» **Directions**
Write out the following listing's lines from the one with "Reviewer note: every instance of the wall" to the one with "Reviewer note: every instance of the grey", exactly, with both included and no others.
[Study material Boundary: Start]
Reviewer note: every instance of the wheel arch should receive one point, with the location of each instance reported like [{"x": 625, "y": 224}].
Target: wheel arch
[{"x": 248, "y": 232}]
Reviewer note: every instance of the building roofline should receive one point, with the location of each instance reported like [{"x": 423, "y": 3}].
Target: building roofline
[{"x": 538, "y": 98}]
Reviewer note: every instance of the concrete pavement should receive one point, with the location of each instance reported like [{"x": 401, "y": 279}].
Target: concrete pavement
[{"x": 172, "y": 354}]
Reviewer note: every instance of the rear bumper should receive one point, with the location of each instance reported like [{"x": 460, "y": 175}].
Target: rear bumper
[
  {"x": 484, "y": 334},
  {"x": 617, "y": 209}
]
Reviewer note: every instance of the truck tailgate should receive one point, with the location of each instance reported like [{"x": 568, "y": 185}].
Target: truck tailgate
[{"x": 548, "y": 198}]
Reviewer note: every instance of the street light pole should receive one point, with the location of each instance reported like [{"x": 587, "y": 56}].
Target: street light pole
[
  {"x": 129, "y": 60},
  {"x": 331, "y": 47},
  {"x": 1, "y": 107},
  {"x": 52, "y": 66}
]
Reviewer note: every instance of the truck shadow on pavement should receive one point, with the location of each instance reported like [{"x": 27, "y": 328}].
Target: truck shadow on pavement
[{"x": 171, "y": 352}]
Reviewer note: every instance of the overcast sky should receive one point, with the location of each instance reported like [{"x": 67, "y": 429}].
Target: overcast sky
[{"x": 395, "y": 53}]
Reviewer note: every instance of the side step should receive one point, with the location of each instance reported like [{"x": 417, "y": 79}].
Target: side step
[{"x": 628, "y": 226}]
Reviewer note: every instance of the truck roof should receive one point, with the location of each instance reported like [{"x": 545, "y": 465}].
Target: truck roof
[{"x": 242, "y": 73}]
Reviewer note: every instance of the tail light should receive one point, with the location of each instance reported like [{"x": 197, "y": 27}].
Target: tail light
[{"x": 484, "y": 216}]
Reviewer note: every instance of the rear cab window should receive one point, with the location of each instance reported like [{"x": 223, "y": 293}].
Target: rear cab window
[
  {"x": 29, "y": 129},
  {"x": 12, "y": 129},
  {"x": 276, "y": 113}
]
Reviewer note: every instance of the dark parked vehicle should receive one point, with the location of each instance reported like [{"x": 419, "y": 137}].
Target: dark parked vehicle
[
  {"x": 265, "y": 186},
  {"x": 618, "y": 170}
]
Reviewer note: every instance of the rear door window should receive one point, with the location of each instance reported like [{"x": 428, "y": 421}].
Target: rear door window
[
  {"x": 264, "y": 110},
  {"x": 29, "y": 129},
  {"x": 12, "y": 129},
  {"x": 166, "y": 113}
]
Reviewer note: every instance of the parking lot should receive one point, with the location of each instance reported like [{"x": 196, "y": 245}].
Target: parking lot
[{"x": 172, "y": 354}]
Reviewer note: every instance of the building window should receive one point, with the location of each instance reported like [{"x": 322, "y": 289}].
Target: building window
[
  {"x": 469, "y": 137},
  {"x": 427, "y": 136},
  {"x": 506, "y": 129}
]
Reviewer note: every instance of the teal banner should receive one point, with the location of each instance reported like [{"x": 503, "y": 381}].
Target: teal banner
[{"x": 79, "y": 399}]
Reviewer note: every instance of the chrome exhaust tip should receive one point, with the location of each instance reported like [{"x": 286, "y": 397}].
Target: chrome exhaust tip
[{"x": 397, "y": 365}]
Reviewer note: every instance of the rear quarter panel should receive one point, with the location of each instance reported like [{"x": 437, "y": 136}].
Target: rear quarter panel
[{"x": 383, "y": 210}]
[Study material Boundary: End]
[Study material Boundary: Start]
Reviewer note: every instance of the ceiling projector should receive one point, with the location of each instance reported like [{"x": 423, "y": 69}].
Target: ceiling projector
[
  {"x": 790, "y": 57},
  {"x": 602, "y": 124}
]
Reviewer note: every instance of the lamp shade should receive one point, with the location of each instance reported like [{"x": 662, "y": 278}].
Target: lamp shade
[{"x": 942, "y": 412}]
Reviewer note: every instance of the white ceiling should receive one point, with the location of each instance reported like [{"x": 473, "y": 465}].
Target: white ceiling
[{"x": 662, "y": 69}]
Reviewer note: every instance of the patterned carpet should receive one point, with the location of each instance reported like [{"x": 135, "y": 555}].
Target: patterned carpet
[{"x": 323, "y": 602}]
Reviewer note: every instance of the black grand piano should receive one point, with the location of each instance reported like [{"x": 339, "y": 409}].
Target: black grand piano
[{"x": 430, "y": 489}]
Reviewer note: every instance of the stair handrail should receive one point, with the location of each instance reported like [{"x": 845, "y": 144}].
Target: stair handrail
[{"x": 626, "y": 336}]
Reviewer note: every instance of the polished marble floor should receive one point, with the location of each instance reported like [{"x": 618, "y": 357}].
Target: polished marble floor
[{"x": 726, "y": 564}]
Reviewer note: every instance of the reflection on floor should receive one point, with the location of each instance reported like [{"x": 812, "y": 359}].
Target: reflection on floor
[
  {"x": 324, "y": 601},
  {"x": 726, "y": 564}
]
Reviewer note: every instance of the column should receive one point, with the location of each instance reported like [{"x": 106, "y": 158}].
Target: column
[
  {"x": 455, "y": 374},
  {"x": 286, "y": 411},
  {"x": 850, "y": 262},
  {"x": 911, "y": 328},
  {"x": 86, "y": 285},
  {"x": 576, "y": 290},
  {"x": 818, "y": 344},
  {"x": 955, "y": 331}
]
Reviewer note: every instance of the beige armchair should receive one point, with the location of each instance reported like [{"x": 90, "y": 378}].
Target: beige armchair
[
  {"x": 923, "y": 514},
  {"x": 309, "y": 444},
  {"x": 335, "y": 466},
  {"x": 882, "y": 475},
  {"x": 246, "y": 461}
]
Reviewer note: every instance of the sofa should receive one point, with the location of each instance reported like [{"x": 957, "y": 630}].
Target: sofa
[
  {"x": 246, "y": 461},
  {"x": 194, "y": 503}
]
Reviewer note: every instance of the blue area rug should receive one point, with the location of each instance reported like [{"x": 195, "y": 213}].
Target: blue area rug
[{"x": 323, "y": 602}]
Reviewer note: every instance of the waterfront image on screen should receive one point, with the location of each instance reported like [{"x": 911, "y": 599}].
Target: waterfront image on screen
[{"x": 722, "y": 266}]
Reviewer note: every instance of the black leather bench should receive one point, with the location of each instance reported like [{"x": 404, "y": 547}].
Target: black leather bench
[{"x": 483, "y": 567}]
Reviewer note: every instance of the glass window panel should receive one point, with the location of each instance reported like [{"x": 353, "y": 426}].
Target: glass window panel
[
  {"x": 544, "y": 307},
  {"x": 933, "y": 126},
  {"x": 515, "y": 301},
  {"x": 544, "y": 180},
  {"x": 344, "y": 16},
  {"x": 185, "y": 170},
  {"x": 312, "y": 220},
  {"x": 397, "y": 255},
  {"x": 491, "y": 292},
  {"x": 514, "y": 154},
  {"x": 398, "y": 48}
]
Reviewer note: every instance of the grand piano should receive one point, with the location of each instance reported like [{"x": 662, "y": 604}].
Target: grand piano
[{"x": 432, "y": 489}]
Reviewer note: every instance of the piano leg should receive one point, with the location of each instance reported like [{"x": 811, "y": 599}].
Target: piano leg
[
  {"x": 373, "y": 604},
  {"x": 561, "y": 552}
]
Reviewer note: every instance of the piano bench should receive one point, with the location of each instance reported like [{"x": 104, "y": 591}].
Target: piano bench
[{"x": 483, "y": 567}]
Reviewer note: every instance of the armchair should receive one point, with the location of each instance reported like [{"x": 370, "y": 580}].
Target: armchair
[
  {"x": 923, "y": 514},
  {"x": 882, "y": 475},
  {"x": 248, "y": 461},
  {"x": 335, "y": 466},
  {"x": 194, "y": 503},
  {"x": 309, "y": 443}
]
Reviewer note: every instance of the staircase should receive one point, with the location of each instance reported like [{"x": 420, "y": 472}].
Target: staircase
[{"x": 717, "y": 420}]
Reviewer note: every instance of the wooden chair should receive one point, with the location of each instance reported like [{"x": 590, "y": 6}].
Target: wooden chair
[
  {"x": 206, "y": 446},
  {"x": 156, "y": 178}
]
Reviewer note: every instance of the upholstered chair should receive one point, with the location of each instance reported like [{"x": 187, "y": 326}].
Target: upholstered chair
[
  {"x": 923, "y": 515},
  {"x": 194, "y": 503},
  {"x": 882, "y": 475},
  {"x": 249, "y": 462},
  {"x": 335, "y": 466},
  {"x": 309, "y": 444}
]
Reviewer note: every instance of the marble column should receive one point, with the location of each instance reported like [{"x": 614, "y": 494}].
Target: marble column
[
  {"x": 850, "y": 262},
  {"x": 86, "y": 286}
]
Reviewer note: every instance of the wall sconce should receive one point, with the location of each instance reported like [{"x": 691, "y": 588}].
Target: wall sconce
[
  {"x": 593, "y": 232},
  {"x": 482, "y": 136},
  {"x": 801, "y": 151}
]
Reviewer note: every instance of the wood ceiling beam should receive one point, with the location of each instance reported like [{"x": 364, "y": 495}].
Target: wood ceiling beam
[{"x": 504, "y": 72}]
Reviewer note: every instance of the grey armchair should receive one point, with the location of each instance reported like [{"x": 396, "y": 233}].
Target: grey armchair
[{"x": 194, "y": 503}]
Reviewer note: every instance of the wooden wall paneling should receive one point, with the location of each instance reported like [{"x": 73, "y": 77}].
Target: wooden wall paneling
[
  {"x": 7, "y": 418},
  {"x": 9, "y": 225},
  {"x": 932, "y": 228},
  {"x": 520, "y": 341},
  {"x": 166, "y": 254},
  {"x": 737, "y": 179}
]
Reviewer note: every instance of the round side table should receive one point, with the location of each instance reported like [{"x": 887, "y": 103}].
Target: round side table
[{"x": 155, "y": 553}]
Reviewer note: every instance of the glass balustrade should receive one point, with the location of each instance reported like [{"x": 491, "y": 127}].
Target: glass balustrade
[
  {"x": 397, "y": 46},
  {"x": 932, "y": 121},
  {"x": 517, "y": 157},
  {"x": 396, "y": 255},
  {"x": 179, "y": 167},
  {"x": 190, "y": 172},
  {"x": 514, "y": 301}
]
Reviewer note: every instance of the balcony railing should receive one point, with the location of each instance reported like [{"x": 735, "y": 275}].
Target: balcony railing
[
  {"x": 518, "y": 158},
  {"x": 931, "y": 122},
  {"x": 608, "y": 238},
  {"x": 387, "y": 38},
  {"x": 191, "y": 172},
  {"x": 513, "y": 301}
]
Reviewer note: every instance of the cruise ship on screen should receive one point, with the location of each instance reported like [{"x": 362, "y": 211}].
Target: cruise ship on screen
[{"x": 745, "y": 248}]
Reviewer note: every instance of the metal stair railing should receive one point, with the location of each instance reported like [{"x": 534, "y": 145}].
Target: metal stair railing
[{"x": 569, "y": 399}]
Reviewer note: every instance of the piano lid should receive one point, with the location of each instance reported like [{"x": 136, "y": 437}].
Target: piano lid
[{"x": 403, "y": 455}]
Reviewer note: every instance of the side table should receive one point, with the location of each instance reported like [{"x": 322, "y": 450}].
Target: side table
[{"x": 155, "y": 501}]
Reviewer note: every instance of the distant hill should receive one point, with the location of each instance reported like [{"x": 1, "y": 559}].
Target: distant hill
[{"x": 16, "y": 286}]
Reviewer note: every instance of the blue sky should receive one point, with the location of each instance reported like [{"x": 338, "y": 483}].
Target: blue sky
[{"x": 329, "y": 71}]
[Study material Boundary: End]
[Study material Boundary: Start]
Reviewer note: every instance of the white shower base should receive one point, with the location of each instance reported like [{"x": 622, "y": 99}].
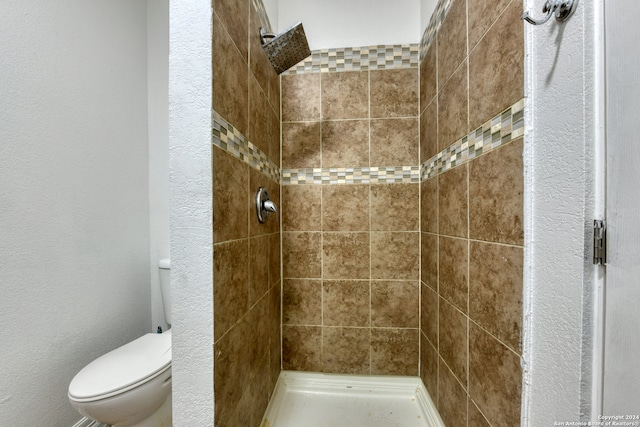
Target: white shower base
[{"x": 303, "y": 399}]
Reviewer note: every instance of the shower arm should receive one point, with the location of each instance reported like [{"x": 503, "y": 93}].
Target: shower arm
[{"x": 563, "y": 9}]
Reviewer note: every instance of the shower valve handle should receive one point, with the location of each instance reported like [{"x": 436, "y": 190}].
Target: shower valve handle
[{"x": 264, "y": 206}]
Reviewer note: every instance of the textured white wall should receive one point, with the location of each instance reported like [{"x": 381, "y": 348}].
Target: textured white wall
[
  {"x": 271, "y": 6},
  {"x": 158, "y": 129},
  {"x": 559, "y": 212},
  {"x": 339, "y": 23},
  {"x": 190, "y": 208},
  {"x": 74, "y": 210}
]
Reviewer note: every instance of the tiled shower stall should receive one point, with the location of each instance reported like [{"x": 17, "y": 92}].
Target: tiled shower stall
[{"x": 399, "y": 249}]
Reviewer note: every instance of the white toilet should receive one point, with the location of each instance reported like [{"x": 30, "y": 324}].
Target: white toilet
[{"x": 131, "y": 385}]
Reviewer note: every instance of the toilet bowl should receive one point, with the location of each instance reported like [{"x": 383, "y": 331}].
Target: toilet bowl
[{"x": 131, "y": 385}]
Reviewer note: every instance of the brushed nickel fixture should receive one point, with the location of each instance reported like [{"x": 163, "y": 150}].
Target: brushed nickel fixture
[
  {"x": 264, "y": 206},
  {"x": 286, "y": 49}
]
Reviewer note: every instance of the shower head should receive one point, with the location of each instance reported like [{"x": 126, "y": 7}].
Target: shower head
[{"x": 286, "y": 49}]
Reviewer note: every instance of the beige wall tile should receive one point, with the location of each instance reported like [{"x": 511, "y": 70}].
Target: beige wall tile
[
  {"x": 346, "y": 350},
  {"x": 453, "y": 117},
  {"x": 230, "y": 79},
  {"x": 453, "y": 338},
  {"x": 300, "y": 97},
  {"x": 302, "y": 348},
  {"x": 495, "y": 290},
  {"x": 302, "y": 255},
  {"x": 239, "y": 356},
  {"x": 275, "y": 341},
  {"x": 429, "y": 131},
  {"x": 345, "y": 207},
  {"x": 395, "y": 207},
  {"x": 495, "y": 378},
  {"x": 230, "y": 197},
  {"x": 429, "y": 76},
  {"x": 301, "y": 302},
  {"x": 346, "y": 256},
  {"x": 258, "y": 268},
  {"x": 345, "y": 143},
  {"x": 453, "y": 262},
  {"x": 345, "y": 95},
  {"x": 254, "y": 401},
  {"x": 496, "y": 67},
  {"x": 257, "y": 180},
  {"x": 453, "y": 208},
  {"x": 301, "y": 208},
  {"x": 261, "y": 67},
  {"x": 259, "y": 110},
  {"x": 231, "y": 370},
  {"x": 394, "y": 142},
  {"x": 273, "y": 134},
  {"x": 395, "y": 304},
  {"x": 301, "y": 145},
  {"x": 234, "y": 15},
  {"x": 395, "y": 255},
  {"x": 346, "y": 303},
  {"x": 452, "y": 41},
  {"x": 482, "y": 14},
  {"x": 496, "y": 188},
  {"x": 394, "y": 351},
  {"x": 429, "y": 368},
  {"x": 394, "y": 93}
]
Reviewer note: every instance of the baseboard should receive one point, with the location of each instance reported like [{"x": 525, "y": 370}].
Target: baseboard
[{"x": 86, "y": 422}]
[Study material Boundary: End]
» **Answer to this exercise**
Reviewer note: every instance of the wall sconce should receive one point, with the location of each instance reported like [{"x": 691, "y": 588}].
Target: wall sconce
[
  {"x": 593, "y": 232},
  {"x": 482, "y": 136},
  {"x": 801, "y": 151}
]
Reviewer note: every instance of the wood ceiling beam should receive one point, with the location of each instance reported like [{"x": 364, "y": 495}].
Target: wood ceiling beam
[{"x": 504, "y": 72}]
Reviewer note: every instance of the grey armchair should receive one point, with the location of each instance reported like [{"x": 396, "y": 233}].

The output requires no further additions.